# What the task asks:
Please rewrite the lines below as a numbered list, skipping any blank lines and leaving the pictures out of your answer.

# Record extracts:
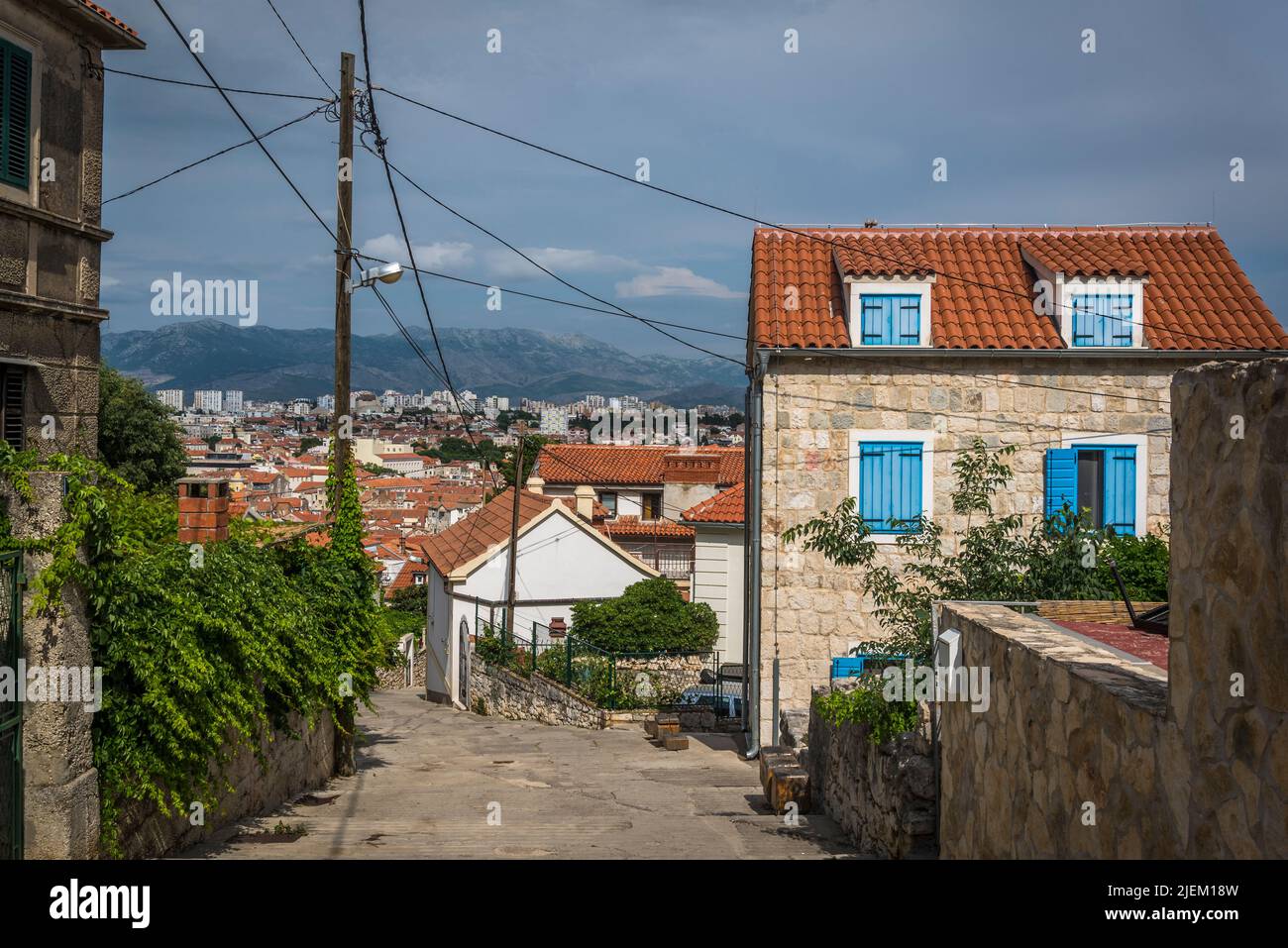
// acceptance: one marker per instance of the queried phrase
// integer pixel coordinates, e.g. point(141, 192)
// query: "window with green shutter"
point(14, 115)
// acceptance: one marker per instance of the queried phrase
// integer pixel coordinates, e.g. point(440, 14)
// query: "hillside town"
point(870, 541)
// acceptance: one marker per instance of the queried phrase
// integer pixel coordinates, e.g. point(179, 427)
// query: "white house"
point(562, 559)
point(719, 565)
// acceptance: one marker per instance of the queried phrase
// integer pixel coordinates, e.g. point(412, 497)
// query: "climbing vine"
point(201, 656)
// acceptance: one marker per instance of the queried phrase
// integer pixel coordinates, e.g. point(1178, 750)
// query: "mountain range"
point(271, 364)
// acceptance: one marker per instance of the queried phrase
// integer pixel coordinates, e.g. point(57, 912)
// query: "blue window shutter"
point(890, 318)
point(889, 483)
point(1102, 318)
point(1121, 489)
point(1061, 479)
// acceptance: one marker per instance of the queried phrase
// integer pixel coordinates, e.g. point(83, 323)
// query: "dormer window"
point(890, 318)
point(1103, 318)
point(889, 311)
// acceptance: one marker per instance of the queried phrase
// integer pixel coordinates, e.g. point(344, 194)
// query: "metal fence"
point(614, 681)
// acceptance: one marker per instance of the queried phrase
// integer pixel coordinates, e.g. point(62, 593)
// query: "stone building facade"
point(51, 237)
point(1057, 342)
point(1082, 754)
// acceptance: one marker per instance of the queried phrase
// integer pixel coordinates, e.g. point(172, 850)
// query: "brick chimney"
point(202, 510)
point(585, 494)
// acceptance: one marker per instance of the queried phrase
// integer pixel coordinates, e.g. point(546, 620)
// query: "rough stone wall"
point(536, 698)
point(811, 610)
point(1192, 763)
point(1068, 725)
point(883, 797)
point(662, 675)
point(295, 766)
point(1229, 594)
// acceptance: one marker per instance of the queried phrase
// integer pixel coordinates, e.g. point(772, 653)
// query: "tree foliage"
point(137, 436)
point(649, 616)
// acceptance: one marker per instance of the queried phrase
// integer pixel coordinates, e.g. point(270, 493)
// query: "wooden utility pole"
point(342, 432)
point(514, 532)
point(343, 263)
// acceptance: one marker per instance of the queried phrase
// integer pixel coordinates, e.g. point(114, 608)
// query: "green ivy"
point(201, 655)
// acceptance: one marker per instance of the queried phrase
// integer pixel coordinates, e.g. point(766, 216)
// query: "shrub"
point(649, 616)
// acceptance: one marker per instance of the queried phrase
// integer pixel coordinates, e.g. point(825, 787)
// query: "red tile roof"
point(106, 14)
point(1197, 295)
point(622, 464)
point(726, 506)
point(465, 540)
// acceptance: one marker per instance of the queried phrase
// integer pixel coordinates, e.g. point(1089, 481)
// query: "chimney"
point(585, 494)
point(202, 510)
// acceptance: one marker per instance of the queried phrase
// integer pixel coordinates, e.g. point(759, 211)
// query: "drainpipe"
point(751, 575)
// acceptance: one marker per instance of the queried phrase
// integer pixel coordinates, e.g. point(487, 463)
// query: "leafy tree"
point(136, 433)
point(532, 445)
point(649, 616)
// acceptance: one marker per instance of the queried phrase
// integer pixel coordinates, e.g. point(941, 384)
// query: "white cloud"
point(430, 257)
point(506, 264)
point(675, 281)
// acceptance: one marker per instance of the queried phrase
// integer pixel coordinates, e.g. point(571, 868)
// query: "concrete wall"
point(1193, 763)
point(294, 766)
point(814, 610)
point(717, 581)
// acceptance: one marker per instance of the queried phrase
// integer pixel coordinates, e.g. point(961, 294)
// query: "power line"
point(215, 155)
point(241, 119)
point(330, 88)
point(402, 222)
point(549, 299)
point(552, 273)
point(204, 85)
point(732, 213)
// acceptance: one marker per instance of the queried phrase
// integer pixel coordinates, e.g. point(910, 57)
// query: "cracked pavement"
point(429, 777)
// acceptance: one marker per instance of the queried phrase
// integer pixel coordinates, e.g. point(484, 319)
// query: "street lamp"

# Written answer:
1. // acceptance: one marker per instance of the queried phrase
2. // integer pixel coordinates, e.g. point(141, 192)
3. // query: "window with green shutter"
4. point(14, 115)
5. // acceptance: one marker per instance of the queried phrase
6. // integer pixel coordinates, e.g. point(440, 14)
7. // query: "hillside town"
8. point(870, 541)
9. // acceptance: one marker per instance of the queried phrase
10. // integer pixel coordinates, e.g. point(179, 427)
11. // query: "white house"
12. point(562, 559)
13. point(719, 565)
14. // acceptance: one marker per instance of the queried phrase
15. // integer pixel coordinates, e.g. point(412, 497)
16. // query: "climbing vine"
17. point(201, 656)
18. // acceptance: one marker per instance of the queried phrase
19. // integer pixel coordinates, e.g. point(1178, 750)
20. // query: "mountain range"
21. point(271, 364)
22. // acceptance: one marker per instance of the queried phrase
23. // integer pixel coordinates, e.g. point(57, 912)
24. // query: "blue window shutter"
25. point(890, 318)
26. point(889, 483)
27. point(1102, 318)
28. point(1121, 489)
29. point(1061, 479)
30. // acceptance: one marker per instance of the queried phrase
31. // integer pixel coordinates, e.g. point(83, 323)
32. // query: "dormer window"
33. point(890, 318)
34. point(1103, 318)
35. point(889, 311)
36. // acceptance: one marker per instance of the queried phrase
37. // integer pixel coordinates, e.g. point(344, 194)
38. // query: "metal fence"
39. point(614, 681)
40. // acceptance: one marker per instance of the queried phrase
41. // integer pixel coordinates, e.g. point(62, 593)
42. // query: "stone building facade"
43. point(51, 237)
44. point(1057, 342)
45. point(1082, 754)
46. // acceptance: one marker per instance of the queried phrase
47. // integer pixel coordinates, e.g. point(172, 850)
48. // query: "brick chimney"
49. point(202, 510)
50. point(585, 494)
51. // acceptance: one marker per instance of the queried phrase
52. // integer pixel coordinates, e.g. point(546, 620)
53. // query: "rough stone wall"
54. point(536, 698)
55. point(811, 610)
56. point(1192, 763)
57. point(1068, 725)
58. point(883, 797)
59. point(662, 675)
60. point(295, 766)
61. point(1229, 594)
62. // acceptance: one marker per instance of the queried phrase
63. // integer pixel coordinates, e.g. point(772, 653)
64. // query: "tree foliage"
65. point(137, 436)
66. point(649, 616)
67. // acceptance: one marker per instance of the queried phrase
68. // integer pixel coordinates, e.g. point(270, 493)
69. // query: "wooden utility pole"
70. point(342, 432)
71. point(514, 532)
72. point(343, 263)
73. // acceptance: one marker per instance of the queried phrase
74. // integer pixel coordinates, e.g. point(114, 608)
75. // query: "green ivy"
76. point(201, 655)
77. // acceptance: one marker per instance of the queried phrase
78. // integer pixel coordinates, e.g. point(766, 216)
79. // query: "shrub"
80. point(649, 616)
81. // acceptance: one marker per instance of the queried phrase
82. // integer pixel coordinates, e.g. point(825, 787)
83. // query: "red tile roof"
84. point(106, 14)
85. point(1197, 295)
86. point(622, 464)
87. point(726, 506)
88. point(465, 540)
89. // acceptance: one marker per instance of the queried phrase
90. // integer pixel coordinates, e.g. point(1089, 481)
91. // query: "chimney"
92. point(585, 494)
93. point(202, 510)
94. // acceptance: one marker per instance of the queried phrase
95. // integer pixel coordinates, e.g. point(759, 211)
96. // query: "drainpipe"
97. point(751, 575)
98. // acceptance: one marker per instance of the queried phrase
99. // integer pixel coordinates, e.g. point(487, 463)
100. // query: "leafy tree"
101. point(136, 433)
102. point(532, 445)
103. point(649, 616)
104. // acceptance: one marker per instance of the queried phrase
105. // integer pixel coordinates, e.g. point(941, 384)
106. // query: "white cloud"
107. point(430, 257)
108. point(506, 264)
109. point(675, 281)
110. // acceptance: one marker per instance of the queried phrase
111. // integer pixel coordinates, e.g. point(571, 868)
112. // query: "concrete wall"
113. point(1193, 763)
114. point(294, 766)
115. point(814, 610)
116. point(717, 581)
117. // acceptance: one marker per instance of the queried phrase
118. // integer pixel coordinates, e.g. point(961, 294)
119. // query: "power line"
120. point(215, 155)
121. point(241, 119)
122. point(330, 88)
123. point(402, 222)
124. point(549, 299)
125. point(552, 273)
126. point(204, 85)
127. point(732, 213)
128. // acceptance: one marker per instance of the queried phrase
129. // integer pixel coordinates, e.g. point(910, 57)
130. // query: "cracked pavement"
131. point(429, 777)
132. // acceptance: one marker per instance of the queried phrase
133. // integer pixel coordinates, e.g. point(484, 319)
134. // query: "street lamp"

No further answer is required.